_Written instruction a_
Pick out every line of the records that contains the string "stack". Case counts.

_Document extract_
● ● ● ●
VJIL Symposium: Bâli Answers to Shambayati and Ginsburg

VJIL Symposium: Bâli Answers to Shambayati and Ginsburg

[Aslı Ü. Bâli is Acting Professor of Law at UCLA School of Law.]

This post is part of the Virginia Journal of International Law Symposium, Volume 52, Issues 1 and 2. Other posts in this series can be found in the related posts below.

Many thanks to Tom Ginsburg and Hootan Shambayati for their thoughtful responses to my Article – “The Perils of Judicial Independence: Constitutional Transition and the Turkish Example.” I am in agreement with many of their core points.

In his comments, Professor Ginsburg argues that the role of the Turkish judiciary as guardians against democratic reversal of founding ideological commitments “made it inevitable that the courts would either have to soften their stance or suffer corrective political action.” I agree but would like to distinguish my argument about the requirements of judicial accountability in transitional contexts from the more general debate concerning the balance between independence and accountability for courts in democratic systems. In particular, I am not arguing that the elected branches of government should hold the judiciary directly accountable. Nor do I oppose insulating judicial self-governance from partisan politics. Rather, I argue, self-governance mechanisms that are representative of the judiciary as a whole – not exclusively judges from the highest courts – are an understudied but important feature of institutional design in post-authoritarian transitions. More specifically, I argue that the concept of judicial “independence” should include independence from elite capture when transitioning from the rule of the few to the rule of the many. When mechanisms of judicial self-governance – such as judicial councils that govern appointments, promotions and discipline of judges – are dominated by apex courts, they may entrench a self-perpetuating judicial oligarchy that opposes democratic transition. As an example, I trace how the Turkish judicial council was subject to elite capture, maintaining a hierarchical appointments and promotions system that blocked changes to the composition of the judiciary that might reflect the political, social and economic diversity of the underlying society. The result was consistent judicial opposition to reform initiatives introduced by the AKP government.
● ● ● ●
_Stored rows_
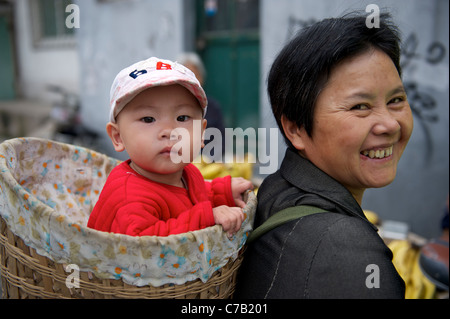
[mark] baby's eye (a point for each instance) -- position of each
(183, 118)
(360, 107)
(148, 119)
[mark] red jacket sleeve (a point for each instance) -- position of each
(219, 191)
(144, 219)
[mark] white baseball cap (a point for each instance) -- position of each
(150, 73)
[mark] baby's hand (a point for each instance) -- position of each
(230, 218)
(238, 186)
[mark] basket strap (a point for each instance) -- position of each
(282, 217)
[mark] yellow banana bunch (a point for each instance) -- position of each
(213, 170)
(406, 261)
(372, 217)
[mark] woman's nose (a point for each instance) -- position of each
(387, 123)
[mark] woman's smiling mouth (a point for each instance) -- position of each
(380, 153)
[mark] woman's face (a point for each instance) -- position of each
(362, 123)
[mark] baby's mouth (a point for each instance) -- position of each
(380, 153)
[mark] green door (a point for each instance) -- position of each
(228, 42)
(6, 60)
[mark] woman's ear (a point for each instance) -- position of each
(293, 133)
(114, 134)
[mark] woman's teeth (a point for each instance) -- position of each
(378, 153)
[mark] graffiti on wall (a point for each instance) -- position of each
(423, 104)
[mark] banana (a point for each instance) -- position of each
(212, 170)
(372, 217)
(406, 261)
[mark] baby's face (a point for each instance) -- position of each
(152, 123)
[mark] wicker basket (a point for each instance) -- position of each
(26, 274)
(30, 272)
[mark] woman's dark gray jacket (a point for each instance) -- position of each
(327, 255)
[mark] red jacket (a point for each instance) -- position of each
(134, 205)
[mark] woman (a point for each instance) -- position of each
(337, 95)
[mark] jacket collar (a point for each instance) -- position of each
(303, 174)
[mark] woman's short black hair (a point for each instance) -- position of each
(302, 68)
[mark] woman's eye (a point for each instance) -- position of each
(360, 107)
(147, 119)
(397, 100)
(182, 118)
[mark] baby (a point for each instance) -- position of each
(150, 194)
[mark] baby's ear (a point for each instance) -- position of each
(204, 124)
(294, 134)
(114, 134)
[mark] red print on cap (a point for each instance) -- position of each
(163, 66)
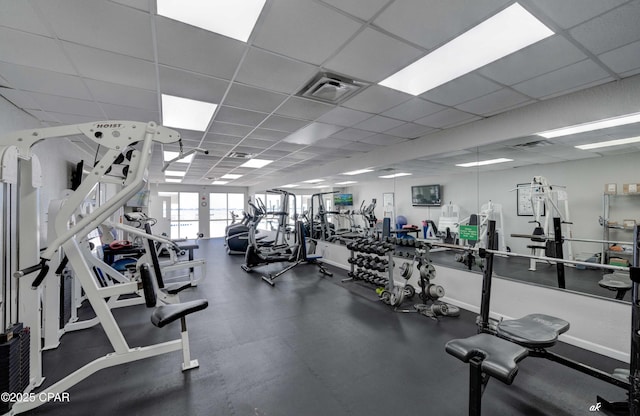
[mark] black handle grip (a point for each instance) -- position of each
(40, 277)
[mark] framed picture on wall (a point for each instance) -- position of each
(524, 201)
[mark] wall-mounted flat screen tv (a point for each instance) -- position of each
(343, 200)
(426, 196)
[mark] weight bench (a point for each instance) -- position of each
(488, 356)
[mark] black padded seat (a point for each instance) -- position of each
(533, 331)
(499, 357)
(165, 314)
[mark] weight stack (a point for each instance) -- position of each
(14, 362)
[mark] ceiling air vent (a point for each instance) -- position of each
(331, 88)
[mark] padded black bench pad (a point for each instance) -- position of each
(165, 314)
(533, 331)
(500, 357)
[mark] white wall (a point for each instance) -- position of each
(584, 181)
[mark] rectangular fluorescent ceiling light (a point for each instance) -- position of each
(256, 163)
(231, 176)
(395, 175)
(608, 143)
(232, 18)
(357, 172)
(596, 125)
(172, 155)
(508, 31)
(184, 113)
(484, 162)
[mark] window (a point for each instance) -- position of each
(184, 214)
(220, 208)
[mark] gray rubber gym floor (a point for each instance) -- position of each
(308, 346)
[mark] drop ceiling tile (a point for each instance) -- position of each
(22, 48)
(446, 118)
(623, 59)
(376, 99)
(269, 135)
(568, 13)
(190, 85)
(272, 72)
(250, 98)
(298, 28)
(112, 67)
(118, 112)
(206, 53)
(378, 124)
(344, 117)
(112, 27)
(413, 109)
(222, 139)
(303, 108)
(410, 131)
(495, 102)
(46, 82)
(611, 30)
(351, 134)
(239, 116)
(542, 57)
(563, 79)
(465, 88)
(312, 133)
(372, 56)
(431, 24)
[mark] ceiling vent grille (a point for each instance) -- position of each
(331, 88)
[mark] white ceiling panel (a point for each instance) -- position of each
(188, 47)
(67, 105)
(312, 133)
(379, 124)
(20, 15)
(283, 123)
(239, 116)
(563, 79)
(112, 67)
(113, 27)
(410, 131)
(611, 30)
(302, 108)
(107, 92)
(495, 102)
(251, 98)
(363, 9)
(413, 109)
(568, 13)
(272, 72)
(298, 28)
(351, 134)
(623, 59)
(462, 89)
(344, 117)
(376, 99)
(189, 85)
(542, 57)
(46, 82)
(22, 48)
(373, 56)
(230, 129)
(445, 118)
(432, 23)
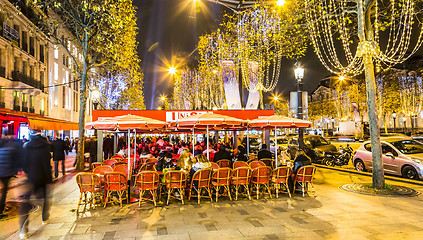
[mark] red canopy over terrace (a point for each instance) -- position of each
(278, 121)
(208, 121)
(275, 121)
(127, 122)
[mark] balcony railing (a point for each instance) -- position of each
(2, 71)
(20, 77)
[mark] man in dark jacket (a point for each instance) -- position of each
(222, 154)
(36, 164)
(58, 147)
(264, 153)
(9, 157)
(93, 150)
(107, 147)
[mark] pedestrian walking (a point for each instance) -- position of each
(9, 159)
(93, 150)
(58, 147)
(36, 164)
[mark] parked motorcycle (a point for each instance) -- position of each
(342, 158)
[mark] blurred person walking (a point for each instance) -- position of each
(9, 159)
(58, 147)
(36, 164)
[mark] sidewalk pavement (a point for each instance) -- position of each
(330, 214)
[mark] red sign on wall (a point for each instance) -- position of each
(171, 115)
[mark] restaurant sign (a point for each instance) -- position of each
(11, 34)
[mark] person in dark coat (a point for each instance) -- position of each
(36, 164)
(107, 147)
(93, 150)
(222, 154)
(58, 147)
(241, 154)
(264, 153)
(9, 157)
(301, 160)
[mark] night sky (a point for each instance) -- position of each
(171, 28)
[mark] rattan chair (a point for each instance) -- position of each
(305, 177)
(148, 181)
(88, 183)
(222, 178)
(261, 177)
(241, 178)
(280, 177)
(201, 180)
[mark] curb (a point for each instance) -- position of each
(369, 174)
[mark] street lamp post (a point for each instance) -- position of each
(299, 74)
(394, 116)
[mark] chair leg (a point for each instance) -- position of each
(268, 190)
(217, 192)
(168, 196)
(229, 192)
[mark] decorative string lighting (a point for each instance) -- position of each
(335, 19)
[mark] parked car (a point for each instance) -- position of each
(401, 156)
(282, 143)
(316, 147)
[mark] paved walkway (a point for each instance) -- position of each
(332, 214)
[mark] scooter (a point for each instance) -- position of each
(343, 157)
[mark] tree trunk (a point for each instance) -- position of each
(365, 34)
(80, 165)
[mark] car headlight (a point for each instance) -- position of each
(320, 153)
(417, 161)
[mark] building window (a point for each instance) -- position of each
(56, 71)
(31, 102)
(64, 97)
(16, 98)
(56, 52)
(24, 100)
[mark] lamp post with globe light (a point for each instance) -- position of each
(299, 74)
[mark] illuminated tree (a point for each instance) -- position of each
(356, 24)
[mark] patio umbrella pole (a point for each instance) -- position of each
(208, 142)
(248, 143)
(276, 148)
(192, 141)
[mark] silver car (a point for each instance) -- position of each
(401, 156)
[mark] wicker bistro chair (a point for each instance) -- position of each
(280, 177)
(241, 178)
(110, 162)
(215, 166)
(256, 164)
(175, 180)
(261, 176)
(305, 177)
(238, 164)
(148, 166)
(122, 168)
(115, 182)
(201, 180)
(89, 183)
(268, 162)
(224, 163)
(222, 178)
(148, 181)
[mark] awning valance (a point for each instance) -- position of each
(51, 124)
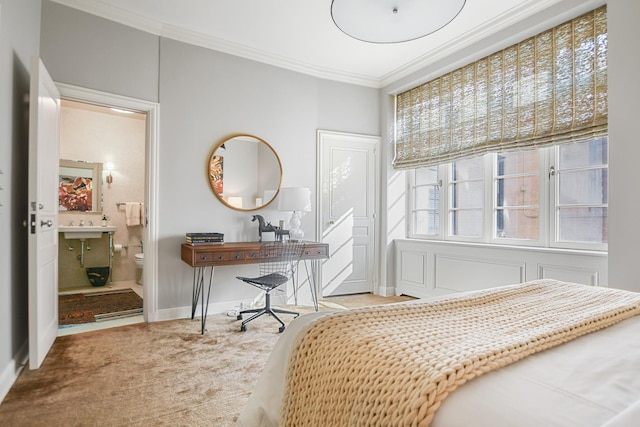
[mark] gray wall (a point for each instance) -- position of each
(83, 50)
(19, 41)
(624, 143)
(204, 97)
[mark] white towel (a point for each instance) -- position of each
(142, 214)
(132, 212)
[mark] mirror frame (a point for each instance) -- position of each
(96, 184)
(259, 140)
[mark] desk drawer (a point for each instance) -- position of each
(210, 257)
(318, 252)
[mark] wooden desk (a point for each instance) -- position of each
(235, 253)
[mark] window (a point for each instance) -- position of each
(426, 201)
(517, 195)
(582, 198)
(553, 197)
(466, 190)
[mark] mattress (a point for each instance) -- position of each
(593, 380)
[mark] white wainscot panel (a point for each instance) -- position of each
(460, 273)
(584, 275)
(411, 275)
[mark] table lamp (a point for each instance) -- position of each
(296, 200)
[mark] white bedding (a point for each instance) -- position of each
(593, 380)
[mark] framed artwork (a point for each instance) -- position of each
(79, 186)
(216, 171)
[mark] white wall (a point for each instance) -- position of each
(624, 143)
(19, 41)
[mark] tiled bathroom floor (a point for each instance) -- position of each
(94, 326)
(109, 286)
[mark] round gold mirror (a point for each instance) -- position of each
(245, 172)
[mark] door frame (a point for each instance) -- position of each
(152, 110)
(374, 141)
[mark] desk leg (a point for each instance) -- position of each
(199, 274)
(312, 282)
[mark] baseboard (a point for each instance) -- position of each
(12, 371)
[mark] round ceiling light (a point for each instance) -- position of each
(393, 21)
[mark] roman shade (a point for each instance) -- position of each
(548, 89)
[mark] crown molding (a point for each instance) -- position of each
(505, 20)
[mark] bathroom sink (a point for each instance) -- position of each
(84, 232)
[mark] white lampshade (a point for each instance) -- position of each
(393, 21)
(235, 201)
(296, 199)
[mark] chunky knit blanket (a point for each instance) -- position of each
(393, 365)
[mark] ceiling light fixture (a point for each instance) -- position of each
(393, 21)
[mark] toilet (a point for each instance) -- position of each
(139, 264)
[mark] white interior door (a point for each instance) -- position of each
(44, 119)
(347, 209)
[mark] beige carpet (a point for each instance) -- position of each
(160, 374)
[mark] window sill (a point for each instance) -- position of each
(538, 249)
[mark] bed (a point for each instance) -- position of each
(542, 353)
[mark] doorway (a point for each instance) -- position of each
(347, 209)
(131, 157)
(100, 279)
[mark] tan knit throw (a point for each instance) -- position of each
(393, 365)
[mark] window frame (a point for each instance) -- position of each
(548, 207)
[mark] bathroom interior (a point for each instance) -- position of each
(110, 143)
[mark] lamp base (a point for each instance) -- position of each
(295, 232)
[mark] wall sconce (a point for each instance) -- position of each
(109, 167)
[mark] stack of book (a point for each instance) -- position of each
(205, 238)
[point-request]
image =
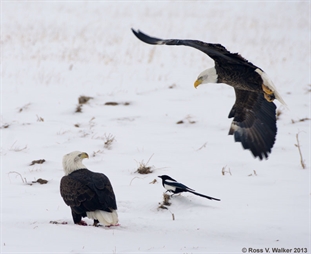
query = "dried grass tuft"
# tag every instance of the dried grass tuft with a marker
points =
(224, 171)
(301, 120)
(303, 165)
(109, 139)
(37, 162)
(143, 168)
(79, 108)
(84, 99)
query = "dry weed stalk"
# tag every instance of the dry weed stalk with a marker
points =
(203, 146)
(37, 162)
(109, 139)
(97, 152)
(301, 120)
(79, 108)
(188, 118)
(84, 99)
(143, 168)
(255, 174)
(23, 178)
(17, 148)
(166, 203)
(303, 165)
(39, 119)
(24, 107)
(223, 171)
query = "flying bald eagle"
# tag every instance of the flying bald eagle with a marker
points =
(253, 113)
(88, 194)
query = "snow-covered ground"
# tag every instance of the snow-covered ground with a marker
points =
(54, 52)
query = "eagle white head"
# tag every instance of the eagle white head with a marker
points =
(73, 161)
(207, 76)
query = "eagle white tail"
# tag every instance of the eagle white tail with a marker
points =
(268, 82)
(105, 218)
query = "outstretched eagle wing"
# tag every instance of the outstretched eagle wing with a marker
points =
(84, 190)
(254, 122)
(215, 51)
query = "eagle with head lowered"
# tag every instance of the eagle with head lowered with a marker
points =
(88, 194)
(253, 113)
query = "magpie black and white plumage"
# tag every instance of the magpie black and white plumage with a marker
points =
(175, 187)
(253, 113)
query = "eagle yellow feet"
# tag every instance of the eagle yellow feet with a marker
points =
(268, 93)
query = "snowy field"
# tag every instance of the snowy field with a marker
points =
(54, 52)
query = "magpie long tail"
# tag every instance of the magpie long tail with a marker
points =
(201, 195)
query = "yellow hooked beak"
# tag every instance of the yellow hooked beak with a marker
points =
(197, 82)
(84, 155)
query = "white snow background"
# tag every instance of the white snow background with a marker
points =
(54, 52)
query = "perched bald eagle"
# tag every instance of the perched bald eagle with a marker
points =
(88, 194)
(254, 113)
● ● ● ●
_Written instruction b_
Answer these questions about the symposium post:
(i) What position does Bâli hold, and at which school?
(ii) Which volume and issues of the Virginia Journal of International Law does the post belong to?
(iii) Whose reform initiatives met consistent judicial opposition?

_Exercise answer a_
[mark] weight stack (a point for each instance) -- position of each
[mark] stack of book (a point for each instance) -- position of each

_Exercise answer b_
(i) Acting Professor of Law at UCLA School of Law.
(ii) Volume 52, Issues 1 and 2.
(iii) Those introduced by the AKP government.